---- Data under study
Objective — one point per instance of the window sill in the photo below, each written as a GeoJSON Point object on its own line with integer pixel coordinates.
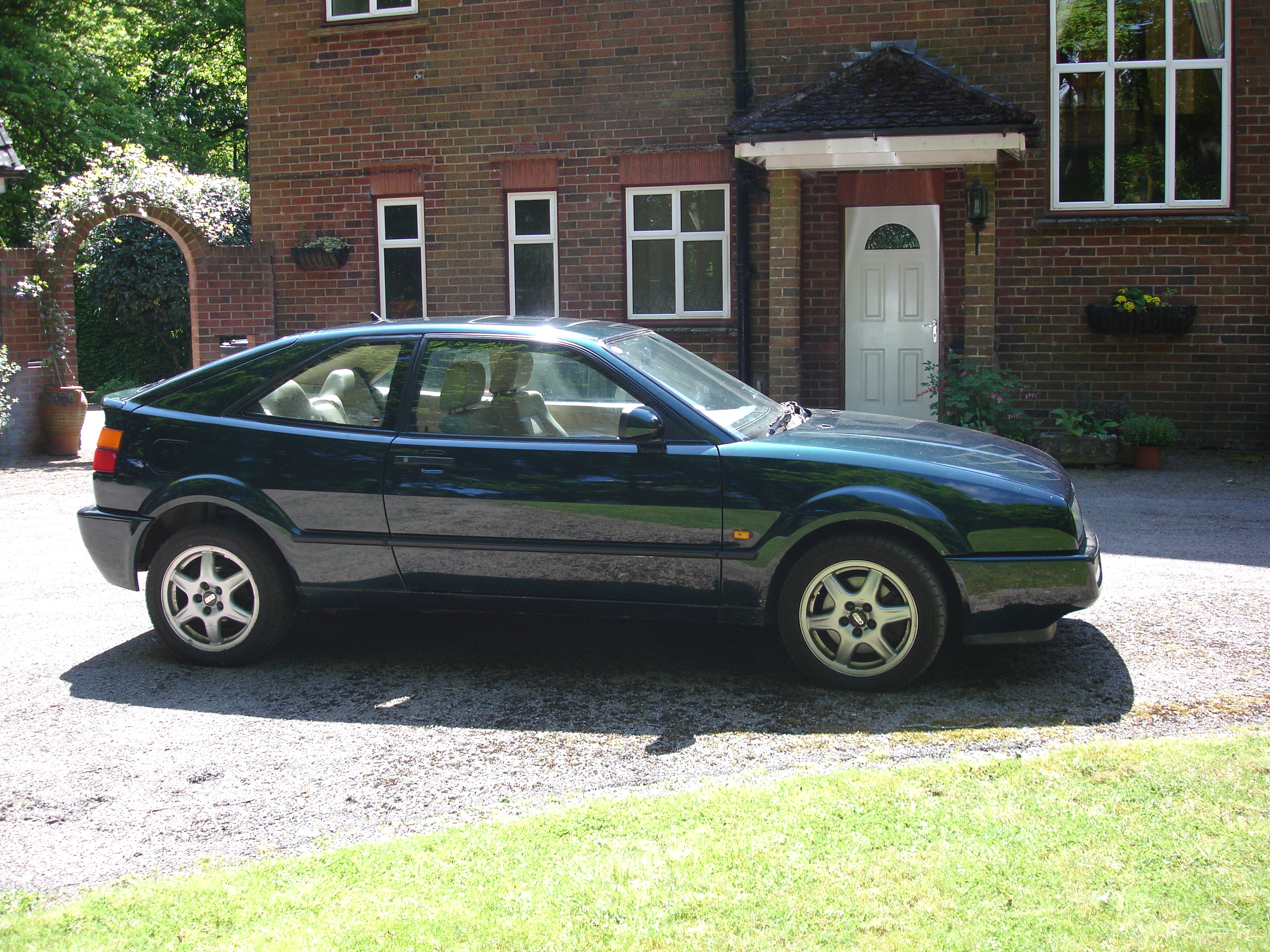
{"type": "Point", "coordinates": [686, 324]}
{"type": "Point", "coordinates": [1086, 220]}
{"type": "Point", "coordinates": [336, 30]}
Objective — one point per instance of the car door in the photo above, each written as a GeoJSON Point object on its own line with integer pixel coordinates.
{"type": "Point", "coordinates": [315, 442]}
{"type": "Point", "coordinates": [510, 480]}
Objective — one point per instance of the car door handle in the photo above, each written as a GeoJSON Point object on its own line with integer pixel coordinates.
{"type": "Point", "coordinates": [427, 464]}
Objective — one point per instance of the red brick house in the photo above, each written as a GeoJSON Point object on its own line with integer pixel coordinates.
{"type": "Point", "coordinates": [783, 186]}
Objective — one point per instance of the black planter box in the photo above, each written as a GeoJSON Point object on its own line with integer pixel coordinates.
{"type": "Point", "coordinates": [1169, 319]}
{"type": "Point", "coordinates": [319, 259]}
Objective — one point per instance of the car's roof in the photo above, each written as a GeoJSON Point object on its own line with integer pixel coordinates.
{"type": "Point", "coordinates": [556, 327]}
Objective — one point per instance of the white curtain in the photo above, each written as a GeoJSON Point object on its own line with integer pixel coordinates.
{"type": "Point", "coordinates": [1211, 22]}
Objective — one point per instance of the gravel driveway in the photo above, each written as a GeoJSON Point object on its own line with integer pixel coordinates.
{"type": "Point", "coordinates": [117, 759]}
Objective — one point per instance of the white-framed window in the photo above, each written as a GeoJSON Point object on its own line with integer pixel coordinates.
{"type": "Point", "coordinates": [364, 10]}
{"type": "Point", "coordinates": [1141, 103]}
{"type": "Point", "coordinates": [677, 252]}
{"type": "Point", "coordinates": [534, 286]}
{"type": "Point", "coordinates": [402, 274]}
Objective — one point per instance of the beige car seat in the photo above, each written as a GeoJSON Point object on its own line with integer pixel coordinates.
{"type": "Point", "coordinates": [518, 412]}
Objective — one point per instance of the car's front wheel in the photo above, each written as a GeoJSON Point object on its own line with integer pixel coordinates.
{"type": "Point", "coordinates": [864, 612]}
{"type": "Point", "coordinates": [217, 596]}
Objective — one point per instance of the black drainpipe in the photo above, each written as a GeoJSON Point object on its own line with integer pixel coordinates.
{"type": "Point", "coordinates": [745, 90]}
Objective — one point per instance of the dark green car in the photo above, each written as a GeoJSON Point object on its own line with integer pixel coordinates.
{"type": "Point", "coordinates": [571, 468]}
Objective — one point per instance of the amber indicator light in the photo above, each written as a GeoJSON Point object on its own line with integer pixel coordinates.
{"type": "Point", "coordinates": [107, 450]}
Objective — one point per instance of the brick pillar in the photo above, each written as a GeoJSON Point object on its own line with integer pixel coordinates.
{"type": "Point", "coordinates": [981, 277]}
{"type": "Point", "coordinates": [785, 324]}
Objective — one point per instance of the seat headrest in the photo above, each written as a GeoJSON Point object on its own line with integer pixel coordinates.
{"type": "Point", "coordinates": [290, 402]}
{"type": "Point", "coordinates": [510, 370]}
{"type": "Point", "coordinates": [338, 383]}
{"type": "Point", "coordinates": [464, 385]}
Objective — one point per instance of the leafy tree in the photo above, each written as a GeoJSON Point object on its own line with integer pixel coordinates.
{"type": "Point", "coordinates": [76, 75]}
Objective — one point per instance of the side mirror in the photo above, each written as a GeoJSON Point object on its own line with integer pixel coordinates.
{"type": "Point", "coordinates": [640, 424]}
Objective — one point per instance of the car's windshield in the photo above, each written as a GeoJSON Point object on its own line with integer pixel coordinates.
{"type": "Point", "coordinates": [724, 399]}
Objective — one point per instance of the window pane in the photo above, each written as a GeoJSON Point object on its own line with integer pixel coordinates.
{"type": "Point", "coordinates": [532, 216]}
{"type": "Point", "coordinates": [702, 210]}
{"type": "Point", "coordinates": [893, 236]}
{"type": "Point", "coordinates": [1082, 31]}
{"type": "Point", "coordinates": [1140, 30]}
{"type": "Point", "coordinates": [535, 281]}
{"type": "Point", "coordinates": [1199, 30]}
{"type": "Point", "coordinates": [403, 283]}
{"type": "Point", "coordinates": [350, 389]}
{"type": "Point", "coordinates": [652, 212]}
{"type": "Point", "coordinates": [1199, 135]}
{"type": "Point", "coordinates": [703, 276]}
{"type": "Point", "coordinates": [401, 223]}
{"type": "Point", "coordinates": [1081, 136]}
{"type": "Point", "coordinates": [653, 276]}
{"type": "Point", "coordinates": [1140, 136]}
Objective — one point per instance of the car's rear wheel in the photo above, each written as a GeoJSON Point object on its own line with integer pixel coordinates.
{"type": "Point", "coordinates": [865, 614]}
{"type": "Point", "coordinates": [219, 597]}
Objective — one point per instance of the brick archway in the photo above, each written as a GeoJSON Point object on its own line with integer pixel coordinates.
{"type": "Point", "coordinates": [230, 299]}
{"type": "Point", "coordinates": [230, 286]}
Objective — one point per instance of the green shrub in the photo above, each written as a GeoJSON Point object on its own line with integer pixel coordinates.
{"type": "Point", "coordinates": [7, 371]}
{"type": "Point", "coordinates": [978, 398]}
{"type": "Point", "coordinates": [1146, 431]}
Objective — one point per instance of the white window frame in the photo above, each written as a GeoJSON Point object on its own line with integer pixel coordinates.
{"type": "Point", "coordinates": [1109, 69]}
{"type": "Point", "coordinates": [680, 236]}
{"type": "Point", "coordinates": [401, 243]}
{"type": "Point", "coordinates": [513, 240]}
{"type": "Point", "coordinates": [374, 12]}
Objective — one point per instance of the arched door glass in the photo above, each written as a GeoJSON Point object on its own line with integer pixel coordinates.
{"type": "Point", "coordinates": [891, 238]}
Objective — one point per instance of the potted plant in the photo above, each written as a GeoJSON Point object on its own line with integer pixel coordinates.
{"type": "Point", "coordinates": [1139, 312]}
{"type": "Point", "coordinates": [1084, 438]}
{"type": "Point", "coordinates": [1148, 436]}
{"type": "Point", "coordinates": [323, 253]}
{"type": "Point", "coordinates": [61, 405]}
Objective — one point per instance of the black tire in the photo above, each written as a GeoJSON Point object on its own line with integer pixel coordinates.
{"type": "Point", "coordinates": [849, 652]}
{"type": "Point", "coordinates": [234, 626]}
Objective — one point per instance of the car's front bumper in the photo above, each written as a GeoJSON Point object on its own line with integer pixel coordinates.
{"type": "Point", "coordinates": [1027, 593]}
{"type": "Point", "coordinates": [112, 540]}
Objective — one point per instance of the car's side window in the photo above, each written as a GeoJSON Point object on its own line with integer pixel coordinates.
{"type": "Point", "coordinates": [351, 388]}
{"type": "Point", "coordinates": [512, 389]}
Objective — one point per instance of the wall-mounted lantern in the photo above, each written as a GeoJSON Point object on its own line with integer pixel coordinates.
{"type": "Point", "coordinates": [977, 209]}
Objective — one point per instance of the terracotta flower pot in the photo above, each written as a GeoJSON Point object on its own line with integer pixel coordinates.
{"type": "Point", "coordinates": [61, 418]}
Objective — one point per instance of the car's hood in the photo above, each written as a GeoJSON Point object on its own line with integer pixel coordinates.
{"type": "Point", "coordinates": [928, 442]}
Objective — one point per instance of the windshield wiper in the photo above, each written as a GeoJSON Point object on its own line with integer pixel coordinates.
{"type": "Point", "coordinates": [789, 410]}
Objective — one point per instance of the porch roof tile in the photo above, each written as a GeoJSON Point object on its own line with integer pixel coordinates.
{"type": "Point", "coordinates": [892, 87]}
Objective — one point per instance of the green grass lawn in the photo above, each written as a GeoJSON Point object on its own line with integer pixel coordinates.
{"type": "Point", "coordinates": [1129, 846]}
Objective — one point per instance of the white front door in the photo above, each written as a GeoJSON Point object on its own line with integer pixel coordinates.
{"type": "Point", "coordinates": [892, 304]}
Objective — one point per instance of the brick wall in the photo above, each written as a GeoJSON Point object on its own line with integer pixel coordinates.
{"type": "Point", "coordinates": [466, 87]}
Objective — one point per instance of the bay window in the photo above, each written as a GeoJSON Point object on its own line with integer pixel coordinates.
{"type": "Point", "coordinates": [677, 252]}
{"type": "Point", "coordinates": [1141, 111]}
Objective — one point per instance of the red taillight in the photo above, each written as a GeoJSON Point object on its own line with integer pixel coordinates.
{"type": "Point", "coordinates": [107, 450]}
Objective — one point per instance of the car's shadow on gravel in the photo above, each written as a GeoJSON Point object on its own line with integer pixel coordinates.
{"type": "Point", "coordinates": [671, 681]}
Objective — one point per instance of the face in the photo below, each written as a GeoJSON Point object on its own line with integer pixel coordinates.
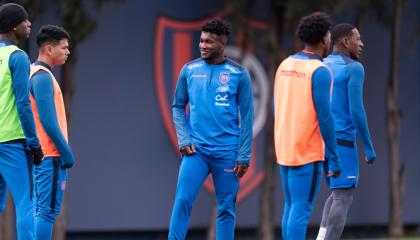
{"type": "Point", "coordinates": [327, 43]}
{"type": "Point", "coordinates": [354, 44]}
{"type": "Point", "coordinates": [59, 52]}
{"type": "Point", "coordinates": [23, 30]}
{"type": "Point", "coordinates": [211, 46]}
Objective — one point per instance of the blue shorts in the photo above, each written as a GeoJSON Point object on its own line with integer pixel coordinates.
{"type": "Point", "coordinates": [349, 176]}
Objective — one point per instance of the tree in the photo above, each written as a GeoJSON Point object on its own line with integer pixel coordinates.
{"type": "Point", "coordinates": [80, 25]}
{"type": "Point", "coordinates": [75, 18]}
{"type": "Point", "coordinates": [394, 123]}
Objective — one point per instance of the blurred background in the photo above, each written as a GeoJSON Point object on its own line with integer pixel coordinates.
{"type": "Point", "coordinates": [118, 85]}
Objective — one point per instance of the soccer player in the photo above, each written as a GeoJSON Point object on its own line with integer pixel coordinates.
{"type": "Point", "coordinates": [303, 122]}
{"type": "Point", "coordinates": [19, 145]}
{"type": "Point", "coordinates": [50, 119]}
{"type": "Point", "coordinates": [217, 136]}
{"type": "Point", "coordinates": [350, 118]}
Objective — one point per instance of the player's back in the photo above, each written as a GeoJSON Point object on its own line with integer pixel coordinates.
{"type": "Point", "coordinates": [341, 66]}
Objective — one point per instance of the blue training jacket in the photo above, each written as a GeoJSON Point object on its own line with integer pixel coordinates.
{"type": "Point", "coordinates": [220, 100]}
{"type": "Point", "coordinates": [347, 101]}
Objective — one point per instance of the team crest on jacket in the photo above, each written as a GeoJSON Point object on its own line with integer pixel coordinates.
{"type": "Point", "coordinates": [224, 77]}
{"type": "Point", "coordinates": [176, 43]}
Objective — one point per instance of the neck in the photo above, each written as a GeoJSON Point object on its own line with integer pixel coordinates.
{"type": "Point", "coordinates": [216, 60]}
{"type": "Point", "coordinates": [46, 60]}
{"type": "Point", "coordinates": [9, 36]}
{"type": "Point", "coordinates": [314, 49]}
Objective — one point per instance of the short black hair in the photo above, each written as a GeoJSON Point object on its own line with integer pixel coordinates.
{"type": "Point", "coordinates": [51, 34]}
{"type": "Point", "coordinates": [341, 30]}
{"type": "Point", "coordinates": [312, 28]}
{"type": "Point", "coordinates": [217, 26]}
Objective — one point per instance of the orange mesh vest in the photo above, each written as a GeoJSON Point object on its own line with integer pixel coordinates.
{"type": "Point", "coordinates": [47, 145]}
{"type": "Point", "coordinates": [297, 136]}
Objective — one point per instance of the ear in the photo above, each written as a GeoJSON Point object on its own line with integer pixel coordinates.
{"type": "Point", "coordinates": [346, 42]}
{"type": "Point", "coordinates": [48, 49]}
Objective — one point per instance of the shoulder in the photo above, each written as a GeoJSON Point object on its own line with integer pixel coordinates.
{"type": "Point", "coordinates": [41, 73]}
{"type": "Point", "coordinates": [355, 67]}
{"type": "Point", "coordinates": [234, 67]}
{"type": "Point", "coordinates": [19, 56]}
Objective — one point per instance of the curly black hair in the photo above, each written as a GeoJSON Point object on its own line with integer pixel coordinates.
{"type": "Point", "coordinates": [312, 28]}
{"type": "Point", "coordinates": [341, 30]}
{"type": "Point", "coordinates": [217, 26]}
{"type": "Point", "coordinates": [51, 34]}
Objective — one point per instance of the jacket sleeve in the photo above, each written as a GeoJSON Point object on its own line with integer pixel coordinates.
{"type": "Point", "coordinates": [246, 108]}
{"type": "Point", "coordinates": [321, 86]}
{"type": "Point", "coordinates": [178, 110]}
{"type": "Point", "coordinates": [357, 111]}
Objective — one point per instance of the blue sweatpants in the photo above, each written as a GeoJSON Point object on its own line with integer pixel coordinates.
{"type": "Point", "coordinates": [50, 183]}
{"type": "Point", "coordinates": [300, 189]}
{"type": "Point", "coordinates": [349, 176]}
{"type": "Point", "coordinates": [193, 171]}
{"type": "Point", "coordinates": [16, 175]}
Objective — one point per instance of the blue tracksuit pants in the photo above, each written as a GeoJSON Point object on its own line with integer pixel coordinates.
{"type": "Point", "coordinates": [193, 171]}
{"type": "Point", "coordinates": [16, 175]}
{"type": "Point", "coordinates": [300, 189]}
{"type": "Point", "coordinates": [50, 183]}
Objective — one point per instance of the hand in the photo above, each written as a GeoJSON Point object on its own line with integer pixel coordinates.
{"type": "Point", "coordinates": [187, 150]}
{"type": "Point", "coordinates": [36, 154]}
{"type": "Point", "coordinates": [369, 161]}
{"type": "Point", "coordinates": [67, 160]}
{"type": "Point", "coordinates": [240, 169]}
{"type": "Point", "coordinates": [334, 174]}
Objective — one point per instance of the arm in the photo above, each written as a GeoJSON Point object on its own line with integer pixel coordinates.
{"type": "Point", "coordinates": [43, 91]}
{"type": "Point", "coordinates": [178, 111]}
{"type": "Point", "coordinates": [19, 68]}
{"type": "Point", "coordinates": [246, 108]}
{"type": "Point", "coordinates": [321, 85]}
{"type": "Point", "coordinates": [357, 111]}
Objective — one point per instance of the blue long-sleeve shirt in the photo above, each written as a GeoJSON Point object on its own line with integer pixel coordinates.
{"type": "Point", "coordinates": [19, 66]}
{"type": "Point", "coordinates": [321, 85]}
{"type": "Point", "coordinates": [347, 101]}
{"type": "Point", "coordinates": [220, 103]}
{"type": "Point", "coordinates": [42, 89]}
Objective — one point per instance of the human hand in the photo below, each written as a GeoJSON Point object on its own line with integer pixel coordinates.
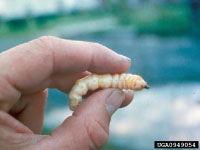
{"type": "Point", "coordinates": [26, 71]}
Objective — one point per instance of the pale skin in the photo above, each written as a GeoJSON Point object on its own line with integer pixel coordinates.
{"type": "Point", "coordinates": [28, 70]}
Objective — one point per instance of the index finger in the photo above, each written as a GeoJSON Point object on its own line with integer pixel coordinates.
{"type": "Point", "coordinates": [30, 64]}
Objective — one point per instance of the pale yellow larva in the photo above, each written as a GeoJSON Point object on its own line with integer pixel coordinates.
{"type": "Point", "coordinates": [95, 81]}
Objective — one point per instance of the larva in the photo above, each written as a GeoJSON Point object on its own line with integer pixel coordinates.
{"type": "Point", "coordinates": [95, 81]}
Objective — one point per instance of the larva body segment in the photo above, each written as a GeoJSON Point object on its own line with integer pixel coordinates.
{"type": "Point", "coordinates": [94, 81]}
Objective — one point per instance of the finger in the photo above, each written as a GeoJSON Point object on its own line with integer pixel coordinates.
{"type": "Point", "coordinates": [88, 127]}
{"type": "Point", "coordinates": [29, 110]}
{"type": "Point", "coordinates": [28, 65]}
{"type": "Point", "coordinates": [129, 97]}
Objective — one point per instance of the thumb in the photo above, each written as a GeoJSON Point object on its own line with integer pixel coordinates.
{"type": "Point", "coordinates": [88, 127]}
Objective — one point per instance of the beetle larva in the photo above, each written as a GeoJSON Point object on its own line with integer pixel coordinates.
{"type": "Point", "coordinates": [104, 81]}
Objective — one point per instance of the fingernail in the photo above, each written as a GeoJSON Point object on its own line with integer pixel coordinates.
{"type": "Point", "coordinates": [114, 101]}
{"type": "Point", "coordinates": [124, 57]}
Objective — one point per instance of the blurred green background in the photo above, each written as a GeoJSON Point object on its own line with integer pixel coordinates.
{"type": "Point", "coordinates": [162, 37]}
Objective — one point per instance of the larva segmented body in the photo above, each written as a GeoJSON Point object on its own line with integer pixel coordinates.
{"type": "Point", "coordinates": [94, 81]}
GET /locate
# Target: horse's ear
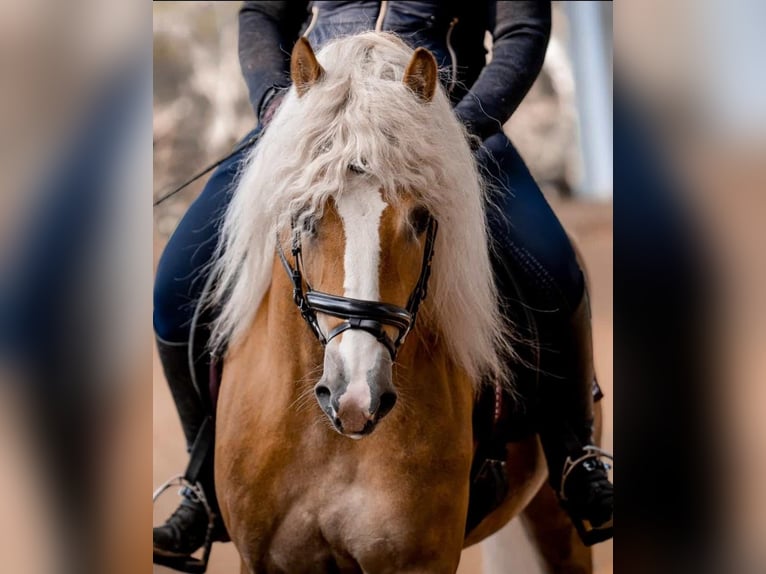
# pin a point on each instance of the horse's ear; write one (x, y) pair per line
(304, 68)
(421, 74)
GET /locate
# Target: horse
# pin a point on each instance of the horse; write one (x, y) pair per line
(358, 320)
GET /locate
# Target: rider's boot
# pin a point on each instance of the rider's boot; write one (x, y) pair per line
(576, 471)
(185, 530)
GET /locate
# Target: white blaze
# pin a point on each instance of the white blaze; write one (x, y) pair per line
(360, 211)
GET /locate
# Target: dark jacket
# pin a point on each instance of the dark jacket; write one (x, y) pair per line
(484, 95)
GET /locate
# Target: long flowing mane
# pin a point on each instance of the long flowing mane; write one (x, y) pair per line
(360, 113)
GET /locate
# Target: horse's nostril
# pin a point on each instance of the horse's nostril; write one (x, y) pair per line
(387, 402)
(322, 393)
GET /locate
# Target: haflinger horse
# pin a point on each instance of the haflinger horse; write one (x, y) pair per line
(344, 426)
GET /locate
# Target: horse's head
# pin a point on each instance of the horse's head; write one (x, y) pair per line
(365, 255)
(361, 159)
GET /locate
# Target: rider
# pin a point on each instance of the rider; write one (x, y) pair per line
(534, 261)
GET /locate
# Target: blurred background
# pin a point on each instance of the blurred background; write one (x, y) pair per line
(563, 129)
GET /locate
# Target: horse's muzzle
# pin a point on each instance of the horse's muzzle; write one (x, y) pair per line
(351, 416)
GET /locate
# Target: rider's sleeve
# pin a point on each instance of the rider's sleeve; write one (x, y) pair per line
(267, 33)
(520, 38)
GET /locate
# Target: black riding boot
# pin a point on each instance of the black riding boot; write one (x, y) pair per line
(186, 529)
(576, 471)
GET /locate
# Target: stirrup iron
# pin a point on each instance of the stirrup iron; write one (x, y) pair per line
(188, 563)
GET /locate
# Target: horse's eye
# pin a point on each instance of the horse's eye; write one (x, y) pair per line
(419, 218)
(310, 226)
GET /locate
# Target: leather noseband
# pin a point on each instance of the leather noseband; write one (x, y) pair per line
(368, 316)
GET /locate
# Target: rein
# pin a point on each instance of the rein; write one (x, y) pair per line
(368, 316)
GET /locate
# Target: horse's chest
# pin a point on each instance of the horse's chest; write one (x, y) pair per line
(326, 532)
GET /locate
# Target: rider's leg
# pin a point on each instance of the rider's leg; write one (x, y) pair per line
(545, 296)
(182, 338)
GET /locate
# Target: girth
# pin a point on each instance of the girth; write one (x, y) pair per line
(359, 314)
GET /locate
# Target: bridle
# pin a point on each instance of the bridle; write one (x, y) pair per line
(369, 316)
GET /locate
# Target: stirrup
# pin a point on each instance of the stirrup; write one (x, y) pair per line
(588, 533)
(188, 563)
(570, 465)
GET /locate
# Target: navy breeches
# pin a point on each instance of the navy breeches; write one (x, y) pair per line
(534, 262)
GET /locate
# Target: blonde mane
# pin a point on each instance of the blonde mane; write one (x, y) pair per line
(361, 114)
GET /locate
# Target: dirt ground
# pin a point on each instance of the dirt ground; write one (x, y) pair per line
(590, 224)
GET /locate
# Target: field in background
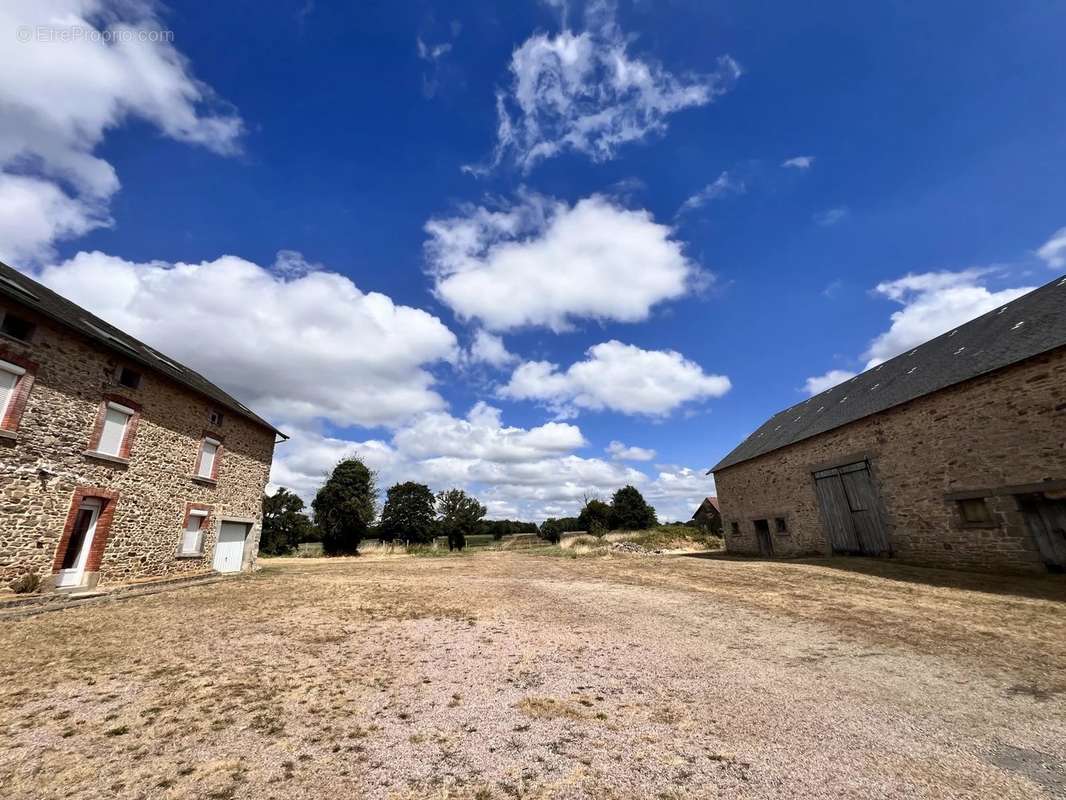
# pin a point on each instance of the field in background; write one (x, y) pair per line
(516, 675)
--------
### Task brief
All that belongs in your answer is the stretch of entries above from the line with "# pin a point on each instance of the rider's leg;" through the line with "# Target: field in background", printed exactly.

### Output
# pin a point on each instance of the rider's leg; write one (x, y) pair per line
(545, 296)
(182, 338)
GET /locate
# Target: girth
# pin a point on each instance of the girth; write one (x, y) pair per line
(359, 314)
GET /locate
# Target: bridle
# pin a point on each instance of the bridle; write one (x, y) pair per line
(369, 316)
GET /locate
# Target: stirrup
# pin a point on each instance of the stirrup; write one (x, y) pair per line
(588, 533)
(188, 563)
(570, 465)
GET /locate
# Target: navy breeches
# pin a point on each instance of the navy breeches; write one (x, y) pair per line
(534, 262)
GET /locate
# Target: blonde mane
# pin a point on each instance of the blonde mane; write one (x, y) pair per line
(361, 114)
GET /locate
# Target: dirt ground
# pin a point on each instance of the dirt ground; write one (x, y) pair per line
(590, 224)
GET /locate
# Target: field in background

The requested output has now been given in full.